Your instructions
Repeat exactly each line of the data provided below.

[Natural-language object grounding data]
· · · · · · ·

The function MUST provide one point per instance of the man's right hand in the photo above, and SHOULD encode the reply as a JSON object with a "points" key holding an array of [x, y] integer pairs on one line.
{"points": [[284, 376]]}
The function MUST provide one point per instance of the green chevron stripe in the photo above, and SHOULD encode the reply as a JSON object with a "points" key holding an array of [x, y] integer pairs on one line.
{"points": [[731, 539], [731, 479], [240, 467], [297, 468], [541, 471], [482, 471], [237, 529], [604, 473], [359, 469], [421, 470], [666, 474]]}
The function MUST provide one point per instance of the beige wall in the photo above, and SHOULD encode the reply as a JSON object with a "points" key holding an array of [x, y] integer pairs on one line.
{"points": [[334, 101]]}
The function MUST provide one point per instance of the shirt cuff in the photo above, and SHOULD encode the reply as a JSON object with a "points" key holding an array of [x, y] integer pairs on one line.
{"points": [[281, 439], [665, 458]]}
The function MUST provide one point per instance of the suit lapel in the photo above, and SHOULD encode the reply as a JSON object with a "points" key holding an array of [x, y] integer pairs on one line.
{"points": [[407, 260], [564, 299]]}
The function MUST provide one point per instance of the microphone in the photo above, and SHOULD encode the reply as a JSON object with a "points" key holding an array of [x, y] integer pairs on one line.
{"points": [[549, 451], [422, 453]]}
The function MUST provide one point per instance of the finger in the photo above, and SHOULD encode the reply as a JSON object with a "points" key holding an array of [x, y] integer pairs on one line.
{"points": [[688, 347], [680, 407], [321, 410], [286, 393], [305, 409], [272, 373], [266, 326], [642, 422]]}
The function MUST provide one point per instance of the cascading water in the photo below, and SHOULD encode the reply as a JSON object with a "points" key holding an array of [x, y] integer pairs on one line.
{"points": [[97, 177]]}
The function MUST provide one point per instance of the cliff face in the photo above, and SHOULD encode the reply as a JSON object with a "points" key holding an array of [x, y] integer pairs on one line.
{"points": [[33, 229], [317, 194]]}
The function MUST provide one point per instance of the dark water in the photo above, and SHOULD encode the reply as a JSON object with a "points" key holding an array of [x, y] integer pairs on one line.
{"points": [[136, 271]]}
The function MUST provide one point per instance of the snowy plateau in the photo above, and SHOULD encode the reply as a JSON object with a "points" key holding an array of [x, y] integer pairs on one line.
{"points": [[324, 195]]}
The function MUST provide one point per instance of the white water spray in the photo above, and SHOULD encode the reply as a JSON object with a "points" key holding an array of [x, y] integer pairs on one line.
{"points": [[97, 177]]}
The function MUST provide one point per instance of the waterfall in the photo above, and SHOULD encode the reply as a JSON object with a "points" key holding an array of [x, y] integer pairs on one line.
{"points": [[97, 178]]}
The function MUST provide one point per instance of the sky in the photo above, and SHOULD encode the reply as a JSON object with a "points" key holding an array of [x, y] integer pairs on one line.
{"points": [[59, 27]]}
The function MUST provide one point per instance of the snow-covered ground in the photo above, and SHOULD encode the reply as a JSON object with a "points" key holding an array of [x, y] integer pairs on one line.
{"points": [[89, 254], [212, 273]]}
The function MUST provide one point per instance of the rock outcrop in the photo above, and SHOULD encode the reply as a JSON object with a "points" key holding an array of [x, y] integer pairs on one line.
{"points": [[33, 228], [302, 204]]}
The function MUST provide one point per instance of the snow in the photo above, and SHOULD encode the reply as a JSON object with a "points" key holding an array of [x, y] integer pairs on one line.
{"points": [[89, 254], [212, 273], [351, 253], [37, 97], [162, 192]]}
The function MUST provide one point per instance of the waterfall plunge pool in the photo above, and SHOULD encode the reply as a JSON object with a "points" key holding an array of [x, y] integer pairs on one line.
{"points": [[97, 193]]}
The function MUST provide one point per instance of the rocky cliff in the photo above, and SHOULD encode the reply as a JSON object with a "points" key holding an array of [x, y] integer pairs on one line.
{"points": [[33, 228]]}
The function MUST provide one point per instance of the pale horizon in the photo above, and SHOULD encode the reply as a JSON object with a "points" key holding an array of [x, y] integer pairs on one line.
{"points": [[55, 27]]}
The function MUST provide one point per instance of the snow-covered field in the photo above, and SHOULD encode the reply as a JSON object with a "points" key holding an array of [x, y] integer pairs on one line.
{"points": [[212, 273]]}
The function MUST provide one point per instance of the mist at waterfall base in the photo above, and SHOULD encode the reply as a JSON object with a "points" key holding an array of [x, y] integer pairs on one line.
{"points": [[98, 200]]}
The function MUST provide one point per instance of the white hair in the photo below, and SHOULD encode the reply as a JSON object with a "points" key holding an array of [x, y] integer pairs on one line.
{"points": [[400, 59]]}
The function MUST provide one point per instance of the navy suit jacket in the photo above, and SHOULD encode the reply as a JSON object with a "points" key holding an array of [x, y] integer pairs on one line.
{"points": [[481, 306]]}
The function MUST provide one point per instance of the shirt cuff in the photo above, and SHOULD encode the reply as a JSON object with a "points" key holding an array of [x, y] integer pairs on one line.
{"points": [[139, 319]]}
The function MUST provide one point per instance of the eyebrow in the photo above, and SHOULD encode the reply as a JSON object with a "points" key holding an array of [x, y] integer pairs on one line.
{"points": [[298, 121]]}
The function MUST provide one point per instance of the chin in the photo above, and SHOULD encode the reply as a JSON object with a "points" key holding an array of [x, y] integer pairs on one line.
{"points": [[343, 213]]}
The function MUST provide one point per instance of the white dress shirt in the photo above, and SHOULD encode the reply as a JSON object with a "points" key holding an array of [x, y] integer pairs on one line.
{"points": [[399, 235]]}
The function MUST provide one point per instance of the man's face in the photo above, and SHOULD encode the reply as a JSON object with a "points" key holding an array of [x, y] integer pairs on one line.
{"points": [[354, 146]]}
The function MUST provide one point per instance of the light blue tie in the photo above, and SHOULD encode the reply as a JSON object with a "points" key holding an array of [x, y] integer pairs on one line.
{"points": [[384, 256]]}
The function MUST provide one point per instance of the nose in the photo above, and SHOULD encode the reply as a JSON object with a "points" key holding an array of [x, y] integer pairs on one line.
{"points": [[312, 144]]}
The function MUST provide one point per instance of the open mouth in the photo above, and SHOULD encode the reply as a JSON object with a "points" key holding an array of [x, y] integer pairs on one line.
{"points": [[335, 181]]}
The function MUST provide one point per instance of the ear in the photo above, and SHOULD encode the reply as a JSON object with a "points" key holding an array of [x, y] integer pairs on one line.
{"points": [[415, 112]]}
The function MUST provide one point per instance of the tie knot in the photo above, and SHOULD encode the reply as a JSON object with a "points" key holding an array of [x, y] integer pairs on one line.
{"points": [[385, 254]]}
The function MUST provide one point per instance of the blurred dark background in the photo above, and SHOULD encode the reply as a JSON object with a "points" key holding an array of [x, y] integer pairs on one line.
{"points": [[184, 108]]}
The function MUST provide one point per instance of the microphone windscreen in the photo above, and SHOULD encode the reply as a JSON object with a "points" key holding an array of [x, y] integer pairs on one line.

· · · · · · ·

Result for this exercise
The function MUST provide one point per instance of the man's right hand in the photo above, and SHOULD encode the reply as a JSON object with a "points" key holding an array of [x, y] integer pairs on one line.
{"points": [[284, 376]]}
The function MUST provide one point per instance of the green chevron stripe in the photo above, and SHOULD encode the reply as a JSON object with a "points" key holding an array of [x, y] integer pairs on one line.
{"points": [[731, 539], [731, 479], [240, 467], [297, 468], [541, 471], [482, 471], [237, 529], [604, 473], [359, 469], [421, 470], [666, 474]]}
The function MUST provide one point per instance of the beige wall in the photo above, and SHOULD encode the reply as a JSON object with a "points" key holding an array of [x, y] integer pairs on one line.
{"points": [[334, 101]]}
The function MUST provide one point per instance of the shirt cuff in the photo above, and SHOULD encode the reply as a JSON object with a "points" key holding an array of [x, y] integer pairs on one line.
{"points": [[281, 439], [665, 458]]}
The function MUST provide one point per instance of the suit lapel in the photo above, and SHOULD encode the reply as a JSON object with a "points" key holding an array of [x, y] integer pairs on one line.
{"points": [[407, 260], [564, 299]]}
The function MUST provide one point per instance of the microphone in the photo above, and SHOULD encode the reply as a JSON object with a "points" key holding an array of [x, y] integer pairs on one line.
{"points": [[549, 451], [422, 453]]}
The function MUST provide one point per instance of the finger in the photo above, and SHOULD encode the reply as a JSON object with a "points" key holding an array of [x, y] integer pairs on one line.
{"points": [[688, 347], [680, 407], [321, 410], [286, 393], [305, 409], [272, 373], [266, 326], [642, 422]]}
The function MUST provide one point per instance of the cascading water in the photo below, and SHOULD encode the reply as a JSON object with a "points" key holding an array of [x, y] integer pairs on one line.
{"points": [[97, 177]]}
The function MUST provide one point per instance of the cliff face in the photo above, and SHOULD encode the reply as a JSON object with a "points" key holding an array of [x, y] integer pairs on one line.
{"points": [[33, 229], [317, 194]]}
The function MUST provide one point per instance of the dark water in the photo above, and SHOULD encode the reply as a JSON object with a "points" key holding an array of [x, y] integer pairs on one line.
{"points": [[136, 271]]}
The function MUST provide one point per instance of the snowy plateau in the photo above, and SHOULD encode the reply as a JSON object with a "points" key holding an array of [x, y] integer pairs on one line.
{"points": [[324, 195]]}
The function MUST provide one point per instance of the white water spray in the photo above, and SHOULD encode the reply as a JSON object with a "points" key holding an array of [x, y] integer pairs on one line.
{"points": [[97, 177]]}
The function MUST provide one point per instance of the waterfall in the photo above, and SHOULD encode the reply as a JSON object with a "points" key holding an array of [x, y] integer pairs on one line.
{"points": [[97, 178]]}
The function MUST provide one point per instance of the sky in the photo above, and SHOULD encode the reply as a JSON object with a "points" key holding an array of [x, y] integer pairs on one line.
{"points": [[59, 27]]}
The function MUST provide one point per instance of the snow-covered ground in the photo above, and SHOULD encode the reply as a JSON object with a "points" key holding an array of [x, y] integer pairs on one line.
{"points": [[89, 254], [212, 273]]}
The function MUST provide one point per instance of the rock outcrop in the photo above, and SHOULD encode the reply as a JSON object with a "points" key holding an array of [x, y] integer pairs on one line.
{"points": [[33, 228], [302, 204]]}
The function MUST provide one point per instance of the snow in the photo above, and SHOULD encode the reply as a JSON object with a "points" key holding an array of [x, y] integer pairs on one line.
{"points": [[89, 254], [212, 273], [351, 253], [37, 97], [162, 192]]}
The function MUST provide one point per instance of the waterfall plunge pool in the photo above, and SHOULD encode the reply as a JSON object with a "points" key holding an array of [x, y] integer pairs on one line.
{"points": [[97, 193]]}
The function MUST provide one point per instance of the rocky cliff in the photo above, and SHOULD encode the reply as a JSON object with a "points" key holding an array of [x, y] integer pairs on one line.
{"points": [[33, 228]]}
The function MUST provide one point per instance of the pale horizon in the photo above, and SHOULD encode the reply as a JSON object with a "points" key holding an array of [x, y] integer pairs on one line.
{"points": [[55, 27]]}
The function MUST provide one point per instance of the snow-covered field in the photo above, and SHOULD encode the reply as a JSON object with a "points" key holding an array of [x, y] integer pairs on one line.
{"points": [[212, 273]]}
The function MUST provide one point per instance of the mist at waterfall base in the photo above, and SHOULD encode the reply as a JSON object with a "points" key holding an array of [x, y] integer pairs on one line.
{"points": [[98, 200]]}
The function MUST provide one point per instance of the white hair in the photo below, and SHOULD encode the reply as a JSON object with a "points" key holding an array of [x, y] integer pairs on one line.
{"points": [[400, 59]]}
The function MUST provide one point per instance of the navy suit jacket in the photo above, and SHOULD encode the reply as a JSON object with a "points" key holding an array of [x, y] integer pairs on one line.
{"points": [[481, 306]]}
The function MUST provide one point per instance of the shirt cuff in the photo above, and SHOULD encode the reply as a JSON object with a "points" key holding an array of [x, y] integer pairs on one line.
{"points": [[139, 319]]}
The function MUST provide one point per instance of the eyebrow in the photo above, and SHOULD encode the reply as a JSON object with a "points" key holding an array of [x, y] integer pairs on one line.
{"points": [[298, 121]]}
The function MUST provide one point per instance of the chin in the photo above, and SHOULD encode the reply as a JSON object with a "points" key holding an array of [x, y] integer pairs on one line.
{"points": [[343, 213]]}
The function MUST provide one point per instance of the white dress shirt in the photo above, and SHOULD encode the reply as a JSON object with a "points" key holding an array of [x, y] integer pairs on one line.
{"points": [[399, 235]]}
The function MUST provide one point per instance of the man's face in the photo above, and SHOULD encode the reply as a JSON object with a "points" key holding an array of [x, y] integer pairs on one line.
{"points": [[354, 146]]}
The function MUST provide one point per instance of the light blue tie in the photo above, and SHOULD encode the reply as a JSON object with a "points" key holding an array of [x, y] integer pairs on one line.
{"points": [[384, 256]]}
The function MUST provide one point per instance of the nose in the photo above, and SHOULD encode the reply as a JSON object with a "points" key holding an array of [x, y] integer pairs on one line.
{"points": [[312, 144]]}
The function MUST provide one point per instance of the open mouth in the photo above, and SHOULD encode the reply as a JSON object with a "points" key holding an array of [x, y] integer pairs on one line.
{"points": [[335, 181]]}
The function MUST provide one point per instance of the ear in the photo above, and SHOULD encode the reply as a JSON object with a "points" key holding an array of [x, y] integer pairs on one line.
{"points": [[415, 112]]}
The function MUST provide one point per instance of the tie knot in the photo above, and SHOULD encode the reply as a JSON object with a "points" key holding an array of [x, y] integer pairs on one line.
{"points": [[385, 254]]}
The function MUST provide one point per instance of the blurred dark background in the photo above, and SHOULD encode the reply as a JSON object with a "points" key holding an array of [x, y] integer pairs on one line.
{"points": [[184, 108]]}
The function MUST provide one point per instance of the microphone windscreen in the photo above, and SHOULD encode the reply as a JSON object with a "points" key holding an array of [x, y] integer pairs on one line.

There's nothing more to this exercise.